- _Data records_:

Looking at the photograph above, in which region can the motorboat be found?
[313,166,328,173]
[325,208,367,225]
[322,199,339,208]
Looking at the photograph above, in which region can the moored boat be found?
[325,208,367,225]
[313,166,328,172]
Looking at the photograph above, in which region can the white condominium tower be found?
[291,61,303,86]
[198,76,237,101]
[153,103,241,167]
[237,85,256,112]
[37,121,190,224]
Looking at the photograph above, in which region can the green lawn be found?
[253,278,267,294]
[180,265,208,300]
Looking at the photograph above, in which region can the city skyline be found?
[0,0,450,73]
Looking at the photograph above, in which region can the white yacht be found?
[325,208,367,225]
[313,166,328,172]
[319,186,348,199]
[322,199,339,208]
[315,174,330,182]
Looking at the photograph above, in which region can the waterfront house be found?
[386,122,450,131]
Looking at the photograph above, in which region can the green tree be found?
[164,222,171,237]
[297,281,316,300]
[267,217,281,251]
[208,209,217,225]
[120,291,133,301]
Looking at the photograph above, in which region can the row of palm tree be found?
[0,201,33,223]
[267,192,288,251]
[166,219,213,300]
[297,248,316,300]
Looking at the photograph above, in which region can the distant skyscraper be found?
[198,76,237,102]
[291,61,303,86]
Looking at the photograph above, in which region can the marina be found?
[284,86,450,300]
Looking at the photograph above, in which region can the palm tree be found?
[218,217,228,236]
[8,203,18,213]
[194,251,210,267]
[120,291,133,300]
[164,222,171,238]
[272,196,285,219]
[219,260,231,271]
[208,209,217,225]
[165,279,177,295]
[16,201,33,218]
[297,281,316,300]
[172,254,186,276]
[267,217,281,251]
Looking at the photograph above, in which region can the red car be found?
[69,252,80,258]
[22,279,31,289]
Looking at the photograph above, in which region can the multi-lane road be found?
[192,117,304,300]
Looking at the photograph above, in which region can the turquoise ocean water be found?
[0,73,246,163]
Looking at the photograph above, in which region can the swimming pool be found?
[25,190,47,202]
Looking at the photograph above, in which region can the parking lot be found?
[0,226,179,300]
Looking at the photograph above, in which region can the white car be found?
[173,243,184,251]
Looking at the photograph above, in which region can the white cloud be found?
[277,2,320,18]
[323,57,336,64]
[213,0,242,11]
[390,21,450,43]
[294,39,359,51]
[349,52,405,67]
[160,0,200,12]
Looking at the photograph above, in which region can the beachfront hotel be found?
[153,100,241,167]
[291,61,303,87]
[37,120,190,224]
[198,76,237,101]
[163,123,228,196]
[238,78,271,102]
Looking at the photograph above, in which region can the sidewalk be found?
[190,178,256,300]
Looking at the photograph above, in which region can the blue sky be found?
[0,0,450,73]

- _Instruction_: Rewrite the entries between the lines holding "house be found?" and "[22,279,31,289]", inclusive, with "region" changed to "area" and everything else left as is.

- _Worked solution_:
Looking at the photograph above, in which area can the waterfront house be found?
[386,122,450,131]
Looking at the photograph above, in which area can the green tree be found?
[164,222,171,237]
[297,281,316,300]
[267,217,281,251]
[208,209,217,225]
[120,291,133,301]
Looking at the photograph above, in which area can the row of palm tree be found?
[0,201,33,223]
[267,192,288,251]
[166,219,213,300]
[297,248,316,300]
Looking at the photograph above, in which area can the distant skyscraper be found?
[198,76,237,102]
[291,61,303,86]
Looking at the photograph above, in which area can the marina be found?
[284,86,450,300]
Looking at the photograph above, in which area can the palm tree be found?
[218,217,228,236]
[8,203,18,213]
[194,251,210,267]
[120,291,133,300]
[164,222,171,238]
[272,196,285,219]
[219,260,231,271]
[208,209,217,225]
[165,279,177,295]
[16,201,33,218]
[297,281,316,300]
[172,254,186,276]
[267,217,281,251]
Looking at the photograph above, in which area can the red car be found?
[69,252,80,258]
[22,279,31,289]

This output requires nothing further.